[Request]: Count the lines in the records below that contain the string "small", matching case exactly, and give only the number.

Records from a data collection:
□ □ □
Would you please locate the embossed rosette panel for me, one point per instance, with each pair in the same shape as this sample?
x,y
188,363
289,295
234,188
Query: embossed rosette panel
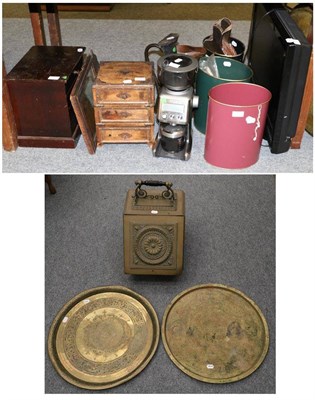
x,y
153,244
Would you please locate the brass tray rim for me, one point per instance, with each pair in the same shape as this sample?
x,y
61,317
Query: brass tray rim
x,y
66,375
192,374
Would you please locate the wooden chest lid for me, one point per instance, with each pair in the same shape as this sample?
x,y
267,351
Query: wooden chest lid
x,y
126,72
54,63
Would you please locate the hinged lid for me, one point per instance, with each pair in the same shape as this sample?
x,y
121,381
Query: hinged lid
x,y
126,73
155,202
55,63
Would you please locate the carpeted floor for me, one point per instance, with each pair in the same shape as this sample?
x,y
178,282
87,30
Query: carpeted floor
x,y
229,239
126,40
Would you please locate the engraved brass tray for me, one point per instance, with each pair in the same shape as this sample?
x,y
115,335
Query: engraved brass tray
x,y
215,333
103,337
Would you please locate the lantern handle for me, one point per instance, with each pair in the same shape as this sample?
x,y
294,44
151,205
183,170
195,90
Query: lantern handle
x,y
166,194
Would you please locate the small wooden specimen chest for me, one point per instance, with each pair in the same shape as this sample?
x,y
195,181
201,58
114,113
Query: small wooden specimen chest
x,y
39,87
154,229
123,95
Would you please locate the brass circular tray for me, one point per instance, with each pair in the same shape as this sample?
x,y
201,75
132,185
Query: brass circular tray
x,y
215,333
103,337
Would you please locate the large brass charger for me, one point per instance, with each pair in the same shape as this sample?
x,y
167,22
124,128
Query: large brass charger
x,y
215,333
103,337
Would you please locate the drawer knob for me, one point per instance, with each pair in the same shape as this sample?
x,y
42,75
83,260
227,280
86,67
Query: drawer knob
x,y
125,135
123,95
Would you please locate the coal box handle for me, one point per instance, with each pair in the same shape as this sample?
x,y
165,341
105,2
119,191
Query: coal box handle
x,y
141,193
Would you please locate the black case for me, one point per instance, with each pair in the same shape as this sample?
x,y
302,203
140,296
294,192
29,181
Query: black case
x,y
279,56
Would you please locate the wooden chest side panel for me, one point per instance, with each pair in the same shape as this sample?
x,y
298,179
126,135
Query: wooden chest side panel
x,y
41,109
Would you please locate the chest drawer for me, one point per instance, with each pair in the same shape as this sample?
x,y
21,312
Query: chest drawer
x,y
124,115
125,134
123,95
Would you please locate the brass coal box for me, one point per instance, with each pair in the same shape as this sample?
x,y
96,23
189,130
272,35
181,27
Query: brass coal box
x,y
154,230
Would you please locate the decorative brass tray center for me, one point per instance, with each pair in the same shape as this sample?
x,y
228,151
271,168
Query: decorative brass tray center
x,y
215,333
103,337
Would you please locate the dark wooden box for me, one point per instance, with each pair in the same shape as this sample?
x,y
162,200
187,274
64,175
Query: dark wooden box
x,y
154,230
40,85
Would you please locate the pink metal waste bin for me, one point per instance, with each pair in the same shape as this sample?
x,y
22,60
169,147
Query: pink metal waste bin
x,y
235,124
□ □ □
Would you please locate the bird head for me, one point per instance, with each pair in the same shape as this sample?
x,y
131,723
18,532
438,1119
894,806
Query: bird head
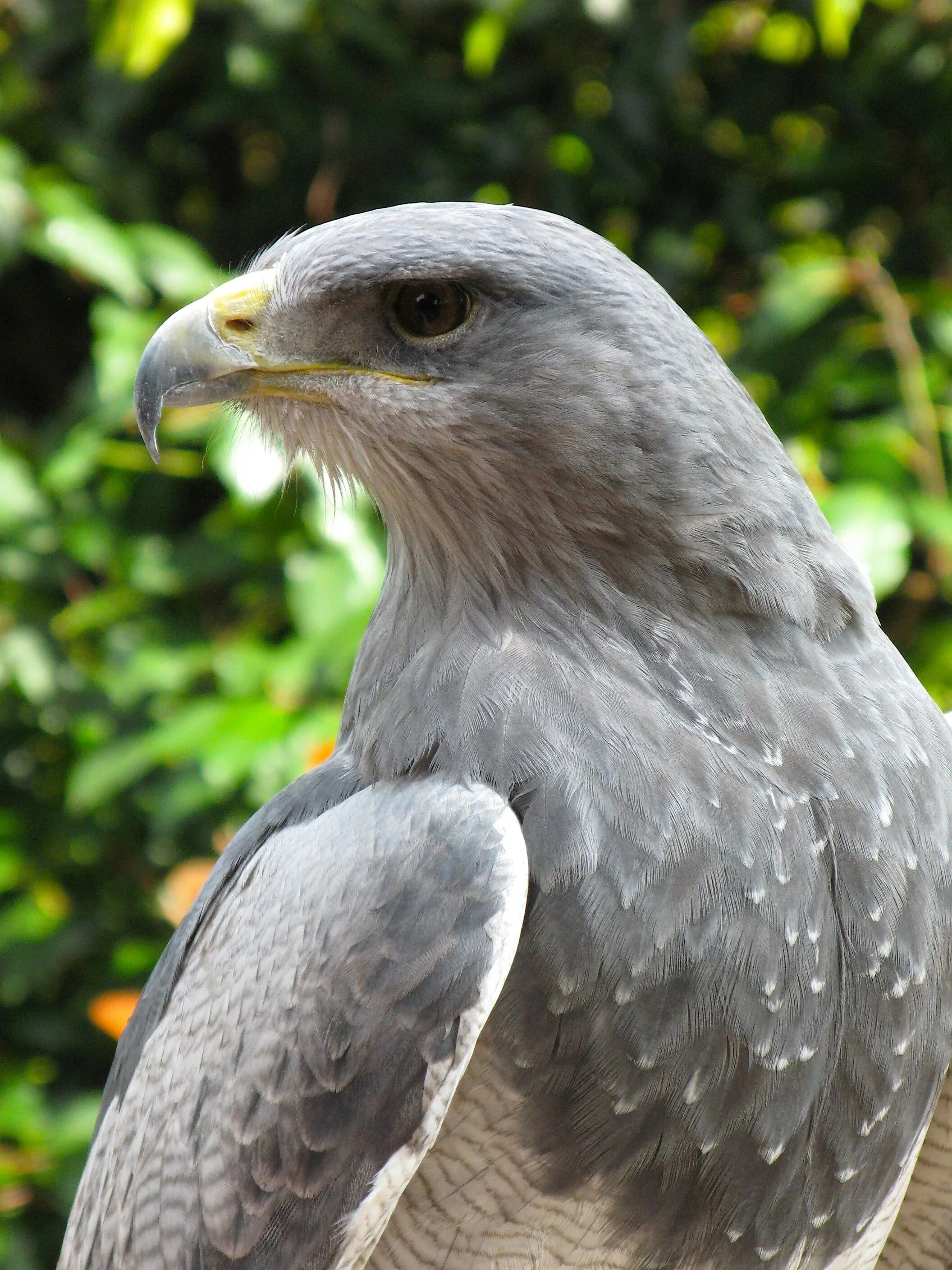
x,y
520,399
□ □ □
[Solution]: 2